Leave out the pictures and copy each record below exactly.

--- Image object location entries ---
>>>
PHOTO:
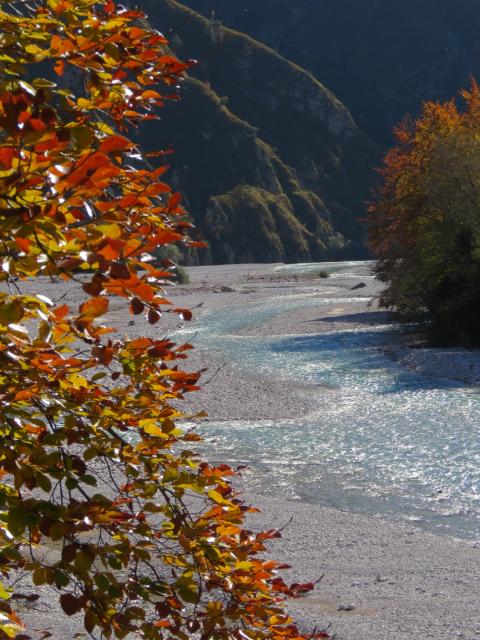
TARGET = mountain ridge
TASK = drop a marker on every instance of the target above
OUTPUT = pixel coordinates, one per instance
(310, 136)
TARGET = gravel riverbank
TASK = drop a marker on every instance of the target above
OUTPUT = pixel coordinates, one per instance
(381, 580)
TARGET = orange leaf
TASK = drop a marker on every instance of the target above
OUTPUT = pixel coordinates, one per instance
(59, 67)
(115, 143)
(94, 307)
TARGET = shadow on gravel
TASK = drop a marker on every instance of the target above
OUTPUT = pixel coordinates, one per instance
(359, 359)
(364, 317)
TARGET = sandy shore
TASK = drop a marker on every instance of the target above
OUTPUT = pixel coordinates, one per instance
(402, 583)
(396, 582)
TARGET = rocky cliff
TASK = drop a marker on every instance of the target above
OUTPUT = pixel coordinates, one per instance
(272, 164)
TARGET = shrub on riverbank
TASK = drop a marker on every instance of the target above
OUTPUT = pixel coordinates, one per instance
(103, 503)
(424, 225)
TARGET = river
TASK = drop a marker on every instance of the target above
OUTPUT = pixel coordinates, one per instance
(388, 441)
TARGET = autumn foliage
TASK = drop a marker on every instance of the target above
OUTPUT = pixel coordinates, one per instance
(424, 225)
(146, 538)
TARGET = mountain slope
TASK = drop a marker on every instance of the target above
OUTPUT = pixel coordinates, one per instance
(382, 58)
(271, 163)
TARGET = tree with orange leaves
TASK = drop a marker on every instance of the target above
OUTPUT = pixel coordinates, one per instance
(424, 225)
(101, 500)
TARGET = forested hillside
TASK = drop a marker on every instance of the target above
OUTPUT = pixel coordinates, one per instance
(382, 58)
(292, 105)
(273, 165)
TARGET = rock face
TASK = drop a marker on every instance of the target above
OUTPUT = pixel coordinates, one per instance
(272, 164)
(382, 58)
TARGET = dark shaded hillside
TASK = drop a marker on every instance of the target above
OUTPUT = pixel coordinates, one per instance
(267, 156)
(382, 58)
(245, 201)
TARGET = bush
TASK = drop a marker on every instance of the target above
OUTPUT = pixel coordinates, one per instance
(424, 225)
(97, 479)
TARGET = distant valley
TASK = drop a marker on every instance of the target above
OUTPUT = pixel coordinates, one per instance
(290, 109)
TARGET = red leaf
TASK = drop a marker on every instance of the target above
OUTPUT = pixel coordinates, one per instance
(6, 156)
(70, 604)
(59, 67)
(136, 306)
(94, 307)
(115, 143)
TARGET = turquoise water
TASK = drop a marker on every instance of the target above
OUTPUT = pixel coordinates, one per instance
(382, 440)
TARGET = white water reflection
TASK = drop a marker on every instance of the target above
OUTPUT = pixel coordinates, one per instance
(384, 441)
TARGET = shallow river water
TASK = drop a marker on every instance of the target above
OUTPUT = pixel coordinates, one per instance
(383, 440)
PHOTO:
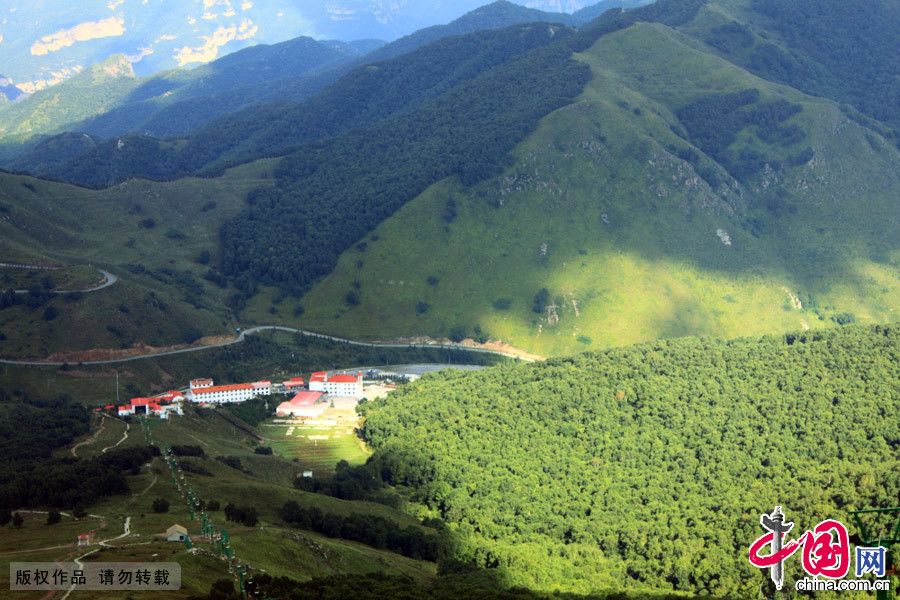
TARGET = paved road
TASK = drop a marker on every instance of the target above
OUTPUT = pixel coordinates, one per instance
(253, 330)
(108, 280)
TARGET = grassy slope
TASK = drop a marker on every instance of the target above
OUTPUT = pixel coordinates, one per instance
(657, 267)
(280, 551)
(70, 225)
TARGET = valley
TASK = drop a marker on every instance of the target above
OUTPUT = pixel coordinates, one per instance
(528, 304)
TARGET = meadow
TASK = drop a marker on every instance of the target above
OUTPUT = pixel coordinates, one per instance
(628, 240)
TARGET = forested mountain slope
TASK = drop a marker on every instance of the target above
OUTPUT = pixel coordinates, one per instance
(175, 103)
(646, 469)
(679, 194)
(105, 102)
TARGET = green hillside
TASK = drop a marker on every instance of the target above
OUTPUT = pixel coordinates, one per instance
(646, 469)
(262, 482)
(678, 195)
(160, 239)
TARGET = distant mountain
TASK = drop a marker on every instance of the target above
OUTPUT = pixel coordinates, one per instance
(491, 16)
(713, 167)
(177, 102)
(8, 91)
(172, 102)
(43, 43)
(95, 90)
(592, 11)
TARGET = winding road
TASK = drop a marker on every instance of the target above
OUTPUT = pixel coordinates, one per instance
(254, 330)
(108, 280)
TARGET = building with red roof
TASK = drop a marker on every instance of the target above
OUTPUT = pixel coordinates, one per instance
(340, 384)
(238, 392)
(303, 404)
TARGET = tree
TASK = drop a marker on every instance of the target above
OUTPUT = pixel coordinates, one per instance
(539, 304)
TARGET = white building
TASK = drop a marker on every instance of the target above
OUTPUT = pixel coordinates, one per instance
(349, 386)
(220, 394)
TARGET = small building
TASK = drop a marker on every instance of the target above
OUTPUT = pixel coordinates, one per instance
(294, 385)
(86, 539)
(238, 392)
(341, 384)
(303, 404)
(176, 533)
(199, 384)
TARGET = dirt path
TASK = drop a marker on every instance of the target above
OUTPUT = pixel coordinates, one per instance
(91, 439)
(508, 352)
(102, 544)
(124, 437)
(108, 280)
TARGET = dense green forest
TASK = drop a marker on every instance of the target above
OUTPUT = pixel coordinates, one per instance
(30, 430)
(330, 194)
(648, 467)
(846, 51)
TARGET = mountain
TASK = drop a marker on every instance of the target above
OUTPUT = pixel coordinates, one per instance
(678, 194)
(172, 102)
(94, 90)
(644, 471)
(649, 175)
(8, 91)
(591, 12)
(495, 15)
(42, 44)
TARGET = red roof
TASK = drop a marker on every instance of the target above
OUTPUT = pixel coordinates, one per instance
(224, 388)
(305, 398)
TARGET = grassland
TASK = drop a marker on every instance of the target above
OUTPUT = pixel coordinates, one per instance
(629, 241)
(262, 481)
(150, 234)
(316, 449)
(273, 355)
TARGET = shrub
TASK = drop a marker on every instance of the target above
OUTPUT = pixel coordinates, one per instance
(502, 304)
(540, 301)
(844, 319)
<<<
--- Complete response ---
PHOTO:
TARGET = mountain ridge
TASK = drop a marker on every instance of the target above
OUTPUT = pixel coordinates, one per instance
(310, 136)
TARGET = gravel riverbank
TASK = drop a marker on every instance of the target above
OUTPUT = pixel coordinates, one per instance
(381, 580)
TARGET = orange leaf
TASK = drop a marker on every instance of the target above
OUTPUT = pixel coordinates, one per instance
(59, 67)
(115, 143)
(94, 307)
TARGET = shadow on gravel
TASK = drop a marker on every instance of the target above
OUTPUT = pixel coordinates, one per instance
(359, 359)
(364, 317)
TARGET = sandy shore
TASK = drop a marker on every instance of the target above
OUTPUT = pixel coordinates, one per instance
(402, 583)
(396, 582)
TARGET = rocky cliff
TASK = drop a marker on every instance of the target above
OUTPUT = pixel coordinates, one per instance
(272, 164)
TARGET = shrub on riverbank
TASK = drop a marker on every instance of the target above
OUTPUT = pixel coordinates, one per instance
(103, 503)
(424, 225)
TARGET = river
TASK = drop a marker on every instance of the target above
OUTPUT = pixel coordinates, one per instance
(388, 441)
TARGET = autumn foliage
TASK = drop a marker on every instance of the target above
OUTPUT = pixel coordinates, one per instance
(424, 225)
(146, 538)
TARGET = mountain slope
TASK = drop a marker on every instance of the target above
OUTPUT = pixel coordinates, one per instance
(382, 58)
(271, 163)
TARGET = tree with orange leaves
TASK = drop a marker on every instance of the target above
OUTPUT = pixel coordinates, one per instance
(424, 225)
(101, 500)
TARGET = forested hillside
TASK = drop a marker on every instance of the target above
OUTPUT = pixel coordinates, one per instance
(382, 58)
(292, 105)
(273, 165)
TARGET = rock face
TASK = drop a marker on every instance of the target above
OUTPUT = pixel coordinates, one per instance
(272, 164)
(382, 58)
TARGET = dark shaded hillside
TASK = drop a marker on every instance of the target above
OUTPUT = pixel coordinates, one per instance
(267, 156)
(382, 58)
(245, 201)
TARGET = bush
TASK = drop a marker on every instance of the target above
OUTPUT = pixel coordinates, one per instance
(424, 225)
(97, 479)
TARGET = distant valley
TASK = drop a marker on every instance of the target above
OUTPUT = pixel coordinates, one per instance
(290, 109)
TARGET = red leaf
TASK = drop a marker on every instance of the target above
OUTPUT = pixel coordinates, one per instance
(6, 156)
(70, 604)
(59, 67)
(136, 306)
(94, 307)
(115, 143)
TARGET = turquoise water
TASK = drop a marker on every instance of the target above
OUTPUT = pixel coordinates, one per instance
(382, 440)
TARGET = white water reflection
TASK = drop a marker on every instance of the target above
OUTPUT = pixel coordinates, one per instance
(384, 441)
TARGET = shallow river water
TASK = drop a marker on every instance of the target above
OUTPUT = pixel coordinates, one per instance
(383, 440)
PHOTO:
TARGET = paved road
TASK = drop a marker on every instance of the target above
OUTPUT = pixel coordinates, one per instance
(253, 330)
(108, 280)
TARGET = grassy slope
TASK = drop a marker on every instance of the target above
OUTPUT = pixel coordinates, one per instance
(657, 267)
(280, 551)
(70, 225)
TARGET = valley
TASK = drop a marker on every instance of the target above
OUTPUT = pixel coordinates, one per instance
(528, 304)
TARGET = meadow
TASK = drop a marker on every instance of the target above
OUTPUT = pixel coordinates, one per instance
(628, 240)
TARGET = forested mountain slope
TASK = drop a marker on every instance of the target above
OUTPUT = pixel coordinates, one per instance
(175, 103)
(646, 469)
(679, 194)
(105, 102)
TARGET = green hillside
TASK = drop a marker on every instance of the target above
OUTPUT = pixel coordinates, one per instance
(646, 469)
(262, 482)
(678, 195)
(160, 239)
TARGET = distant mountain
TASK = drop a marker on every instance of the target above
OUTPUT = pixel coordinates, one per instance
(491, 16)
(713, 167)
(177, 102)
(8, 91)
(172, 102)
(43, 43)
(95, 90)
(592, 11)
TARGET = winding road
TASK = drop a marker on every instance of the target above
OUTPUT = pixel coordinates, one per instance
(254, 330)
(108, 280)
TARGET = building with red roof
TASK = drop a marker on every instance of the target above
OUTPUT = pixel coordinates, one per instance
(340, 384)
(238, 392)
(303, 404)
TARGET = tree
TASK = drop a marker on every instance of the target above
OUTPUT = pixel coordinates, one per instance
(539, 304)
TARGET = white building
TASK = drop a marker on every instance of the target above
OUTPUT = pixel coordinates, one per instance
(349, 386)
(220, 394)
TARGET = small building
TASK = drop a marker on every instance of the target above
OUTPUT = pixel coordinates, one per instance
(294, 385)
(86, 539)
(238, 392)
(341, 384)
(303, 404)
(176, 533)
(199, 384)
TARGET = dirt path
TASK = drop a marker on every instance of the target above
OUTPUT = pixel coordinates, one per instance
(91, 439)
(508, 352)
(102, 544)
(124, 437)
(108, 280)
TARGET = dense green forest
TASK = drop a marker on every instance of the target above
OUTPUT = pixel coordinates, one per instance
(30, 430)
(330, 194)
(648, 467)
(846, 51)
TARGET = mountain
TASK = drop a marker on every instance of the target above
OUTPUT = pixel coordinates, one per instance
(678, 194)
(172, 102)
(94, 90)
(644, 471)
(649, 175)
(8, 91)
(591, 12)
(495, 15)
(42, 44)
TARGET = red roof
TASK = drop a marker on every instance of the target above
OUTPUT = pixel coordinates, one per instance
(224, 388)
(305, 398)
TARGET = grassland
TASK = drop a marker on every instance of the target above
OUTPUT = pixel coordinates, one per instance
(629, 241)
(262, 481)
(150, 234)
(316, 449)
(273, 355)
TARGET = shrub
TASK = drop a marker on every instance of the target above
OUTPUT = pixel coordinates, one per instance
(502, 304)
(540, 301)
(844, 319)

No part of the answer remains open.